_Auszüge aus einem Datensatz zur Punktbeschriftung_
──────────────────────────────

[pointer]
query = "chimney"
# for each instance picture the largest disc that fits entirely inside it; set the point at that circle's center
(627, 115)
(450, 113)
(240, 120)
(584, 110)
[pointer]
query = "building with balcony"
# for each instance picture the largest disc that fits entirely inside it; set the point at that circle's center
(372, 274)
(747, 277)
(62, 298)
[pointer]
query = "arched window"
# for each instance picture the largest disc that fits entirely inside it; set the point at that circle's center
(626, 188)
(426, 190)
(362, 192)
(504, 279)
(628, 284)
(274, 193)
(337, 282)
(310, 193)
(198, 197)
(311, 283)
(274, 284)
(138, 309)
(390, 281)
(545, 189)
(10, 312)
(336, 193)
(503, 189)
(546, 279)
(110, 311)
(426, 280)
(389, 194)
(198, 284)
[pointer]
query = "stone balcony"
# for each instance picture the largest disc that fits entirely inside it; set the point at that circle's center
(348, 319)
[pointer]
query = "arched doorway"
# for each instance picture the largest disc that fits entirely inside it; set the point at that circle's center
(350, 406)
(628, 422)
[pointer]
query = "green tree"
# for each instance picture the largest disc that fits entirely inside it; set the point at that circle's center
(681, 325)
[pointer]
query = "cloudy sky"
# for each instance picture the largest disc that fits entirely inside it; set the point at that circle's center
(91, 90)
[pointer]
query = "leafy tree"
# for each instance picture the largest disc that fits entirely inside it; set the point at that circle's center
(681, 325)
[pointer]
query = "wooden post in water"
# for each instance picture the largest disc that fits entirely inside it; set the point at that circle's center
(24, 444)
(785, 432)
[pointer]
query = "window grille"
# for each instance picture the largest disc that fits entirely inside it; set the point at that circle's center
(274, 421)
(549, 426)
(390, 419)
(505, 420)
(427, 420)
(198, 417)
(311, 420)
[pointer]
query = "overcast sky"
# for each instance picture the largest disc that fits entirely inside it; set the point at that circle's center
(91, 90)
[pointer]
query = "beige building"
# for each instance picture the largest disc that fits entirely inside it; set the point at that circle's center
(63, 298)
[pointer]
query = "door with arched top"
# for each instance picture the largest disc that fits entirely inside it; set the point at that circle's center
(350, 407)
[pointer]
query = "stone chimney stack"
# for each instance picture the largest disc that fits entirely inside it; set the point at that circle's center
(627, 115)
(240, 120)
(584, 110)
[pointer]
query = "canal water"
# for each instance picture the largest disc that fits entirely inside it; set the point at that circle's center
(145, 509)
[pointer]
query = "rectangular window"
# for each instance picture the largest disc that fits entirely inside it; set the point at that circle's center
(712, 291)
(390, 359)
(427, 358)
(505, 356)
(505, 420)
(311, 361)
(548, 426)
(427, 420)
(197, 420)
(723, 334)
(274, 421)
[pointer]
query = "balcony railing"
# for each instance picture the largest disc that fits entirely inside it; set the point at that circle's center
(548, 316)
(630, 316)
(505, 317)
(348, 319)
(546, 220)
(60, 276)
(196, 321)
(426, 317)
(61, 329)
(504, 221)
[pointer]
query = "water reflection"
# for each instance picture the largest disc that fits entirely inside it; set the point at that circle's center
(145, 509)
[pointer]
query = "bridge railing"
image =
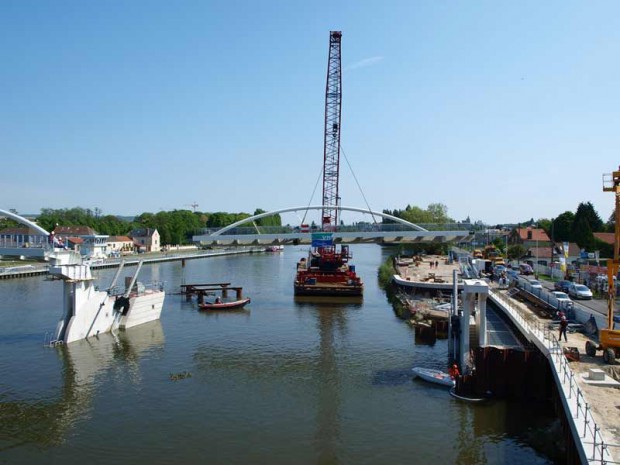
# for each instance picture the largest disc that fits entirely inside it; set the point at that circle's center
(596, 448)
(358, 227)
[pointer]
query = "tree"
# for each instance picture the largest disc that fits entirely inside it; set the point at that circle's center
(435, 213)
(515, 252)
(562, 227)
(586, 210)
(582, 234)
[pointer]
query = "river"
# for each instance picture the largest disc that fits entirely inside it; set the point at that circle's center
(278, 383)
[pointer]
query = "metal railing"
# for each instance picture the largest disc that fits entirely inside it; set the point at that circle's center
(595, 447)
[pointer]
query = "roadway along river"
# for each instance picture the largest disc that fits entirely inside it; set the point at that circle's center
(279, 383)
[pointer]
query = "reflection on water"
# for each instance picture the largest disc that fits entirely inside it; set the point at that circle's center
(284, 381)
(47, 421)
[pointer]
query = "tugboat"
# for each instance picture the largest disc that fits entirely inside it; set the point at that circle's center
(326, 272)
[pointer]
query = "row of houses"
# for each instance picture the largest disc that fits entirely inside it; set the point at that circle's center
(86, 241)
(543, 251)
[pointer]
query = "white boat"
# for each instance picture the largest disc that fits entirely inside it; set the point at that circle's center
(433, 376)
(89, 311)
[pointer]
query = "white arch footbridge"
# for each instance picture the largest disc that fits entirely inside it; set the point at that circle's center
(401, 231)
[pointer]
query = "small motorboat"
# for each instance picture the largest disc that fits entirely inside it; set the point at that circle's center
(434, 376)
(231, 305)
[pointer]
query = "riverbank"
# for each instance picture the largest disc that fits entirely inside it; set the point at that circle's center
(37, 269)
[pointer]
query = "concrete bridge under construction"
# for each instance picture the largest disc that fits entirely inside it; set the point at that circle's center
(246, 232)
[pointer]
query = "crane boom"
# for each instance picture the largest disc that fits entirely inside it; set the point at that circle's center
(611, 183)
(331, 148)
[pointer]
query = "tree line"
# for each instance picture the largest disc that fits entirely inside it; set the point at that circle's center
(175, 227)
(578, 227)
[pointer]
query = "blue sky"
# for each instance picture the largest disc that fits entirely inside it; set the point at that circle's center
(501, 110)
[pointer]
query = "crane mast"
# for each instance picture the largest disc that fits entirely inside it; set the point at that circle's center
(331, 148)
(611, 183)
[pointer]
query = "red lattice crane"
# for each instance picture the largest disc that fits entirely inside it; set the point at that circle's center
(331, 148)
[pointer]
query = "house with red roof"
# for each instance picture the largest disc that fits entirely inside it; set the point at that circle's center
(605, 237)
(93, 245)
(530, 237)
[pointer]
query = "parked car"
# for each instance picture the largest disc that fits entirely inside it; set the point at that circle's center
(564, 301)
(562, 285)
(498, 270)
(512, 274)
(579, 291)
(535, 284)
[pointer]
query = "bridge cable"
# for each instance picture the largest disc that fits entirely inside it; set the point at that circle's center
(358, 184)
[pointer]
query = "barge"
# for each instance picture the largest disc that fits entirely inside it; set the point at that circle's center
(327, 272)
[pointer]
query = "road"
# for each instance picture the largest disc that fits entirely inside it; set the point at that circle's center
(596, 305)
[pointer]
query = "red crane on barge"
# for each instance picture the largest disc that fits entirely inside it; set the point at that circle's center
(326, 272)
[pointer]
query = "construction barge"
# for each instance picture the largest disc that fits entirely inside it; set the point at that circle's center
(326, 272)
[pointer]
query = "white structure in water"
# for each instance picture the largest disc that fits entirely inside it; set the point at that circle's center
(89, 311)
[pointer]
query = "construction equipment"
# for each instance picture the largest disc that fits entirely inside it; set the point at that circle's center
(331, 148)
(609, 338)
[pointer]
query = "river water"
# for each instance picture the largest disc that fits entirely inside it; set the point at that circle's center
(281, 382)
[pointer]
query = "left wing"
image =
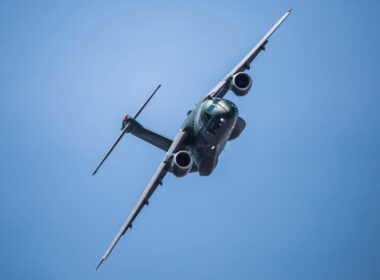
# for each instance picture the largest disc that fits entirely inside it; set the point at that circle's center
(154, 182)
(222, 87)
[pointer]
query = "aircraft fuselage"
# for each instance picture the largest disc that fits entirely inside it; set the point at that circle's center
(209, 126)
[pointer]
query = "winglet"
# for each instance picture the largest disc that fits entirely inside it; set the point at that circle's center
(100, 263)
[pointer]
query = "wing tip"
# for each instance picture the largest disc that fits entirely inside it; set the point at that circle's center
(102, 260)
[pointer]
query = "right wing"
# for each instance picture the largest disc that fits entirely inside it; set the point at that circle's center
(223, 86)
(153, 184)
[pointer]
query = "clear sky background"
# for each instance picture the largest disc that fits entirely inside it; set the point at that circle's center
(295, 197)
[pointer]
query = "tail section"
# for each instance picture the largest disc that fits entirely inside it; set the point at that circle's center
(126, 127)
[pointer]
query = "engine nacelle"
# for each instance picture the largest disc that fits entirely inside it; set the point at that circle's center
(241, 83)
(181, 163)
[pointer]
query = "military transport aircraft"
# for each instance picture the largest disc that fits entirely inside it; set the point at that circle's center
(207, 128)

──────────────────────────────

_Aufgabenstellung_
Suchen Sie in den obigen Datensätzen jede Zeile heraus, in der das Wort "arched" vorkommt. Schreiben Sie diese Zeilen unverändert ab.

_Richtige Lösung_
query = "arched window"
query = "arched doorway"
query = "door with arched top"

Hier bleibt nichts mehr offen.